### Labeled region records
__________________________________________________

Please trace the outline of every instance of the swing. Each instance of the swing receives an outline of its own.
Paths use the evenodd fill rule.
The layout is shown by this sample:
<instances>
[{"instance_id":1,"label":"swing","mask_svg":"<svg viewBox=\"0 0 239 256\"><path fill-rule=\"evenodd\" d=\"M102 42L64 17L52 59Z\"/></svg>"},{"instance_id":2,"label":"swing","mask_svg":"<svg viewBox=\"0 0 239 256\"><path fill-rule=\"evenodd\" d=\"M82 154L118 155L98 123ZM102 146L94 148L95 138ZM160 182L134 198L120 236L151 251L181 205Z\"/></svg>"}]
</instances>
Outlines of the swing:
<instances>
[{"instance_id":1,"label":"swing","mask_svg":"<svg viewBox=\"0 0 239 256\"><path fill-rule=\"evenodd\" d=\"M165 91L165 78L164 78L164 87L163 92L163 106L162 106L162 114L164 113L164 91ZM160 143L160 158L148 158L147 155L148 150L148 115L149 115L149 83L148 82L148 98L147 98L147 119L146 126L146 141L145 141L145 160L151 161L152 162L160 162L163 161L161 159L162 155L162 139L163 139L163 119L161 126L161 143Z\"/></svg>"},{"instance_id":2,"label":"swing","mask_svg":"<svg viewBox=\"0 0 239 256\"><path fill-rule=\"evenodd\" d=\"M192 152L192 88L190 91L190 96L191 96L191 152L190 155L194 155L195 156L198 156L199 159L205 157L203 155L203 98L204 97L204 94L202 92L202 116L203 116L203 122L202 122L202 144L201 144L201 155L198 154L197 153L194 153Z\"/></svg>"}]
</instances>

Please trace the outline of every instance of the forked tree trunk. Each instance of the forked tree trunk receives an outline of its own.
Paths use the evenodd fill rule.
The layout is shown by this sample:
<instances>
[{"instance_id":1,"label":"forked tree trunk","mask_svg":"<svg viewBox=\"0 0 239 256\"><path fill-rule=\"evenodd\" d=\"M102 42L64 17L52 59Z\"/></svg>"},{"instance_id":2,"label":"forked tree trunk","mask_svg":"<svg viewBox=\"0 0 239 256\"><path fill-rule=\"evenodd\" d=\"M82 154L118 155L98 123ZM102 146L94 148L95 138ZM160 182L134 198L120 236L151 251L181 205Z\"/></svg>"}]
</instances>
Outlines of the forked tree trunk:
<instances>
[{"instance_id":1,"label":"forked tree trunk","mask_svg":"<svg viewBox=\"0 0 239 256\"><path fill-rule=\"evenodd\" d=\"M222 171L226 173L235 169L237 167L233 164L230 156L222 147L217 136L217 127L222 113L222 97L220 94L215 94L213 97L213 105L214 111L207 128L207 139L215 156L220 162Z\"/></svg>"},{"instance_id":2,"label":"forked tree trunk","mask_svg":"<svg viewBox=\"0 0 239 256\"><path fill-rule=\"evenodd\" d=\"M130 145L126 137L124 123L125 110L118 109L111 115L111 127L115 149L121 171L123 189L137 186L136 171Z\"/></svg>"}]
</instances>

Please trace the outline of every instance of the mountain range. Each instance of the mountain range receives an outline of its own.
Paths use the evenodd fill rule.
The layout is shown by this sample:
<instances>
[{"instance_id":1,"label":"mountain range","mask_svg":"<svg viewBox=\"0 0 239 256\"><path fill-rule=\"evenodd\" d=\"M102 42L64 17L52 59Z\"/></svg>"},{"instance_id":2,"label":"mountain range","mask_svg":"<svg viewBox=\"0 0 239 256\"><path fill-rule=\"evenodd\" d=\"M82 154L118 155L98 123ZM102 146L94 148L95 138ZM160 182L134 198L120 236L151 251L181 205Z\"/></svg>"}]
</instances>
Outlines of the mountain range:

__________________________________________________

### What the task asks
Select every line of the records that contains the string "trace", and copy those lines out. Matching is case-sensitive.

### Result of this task
Please trace the outline of every instance of the swing. Each instance of the swing receives an outline of its own.
Please trace the outline of every instance of the forked tree trunk. Each instance of the forked tree trunk receives an outline of its own.
Please trace the outline of every instance of the mountain range. Each instance of the mountain range receives an outline of its own.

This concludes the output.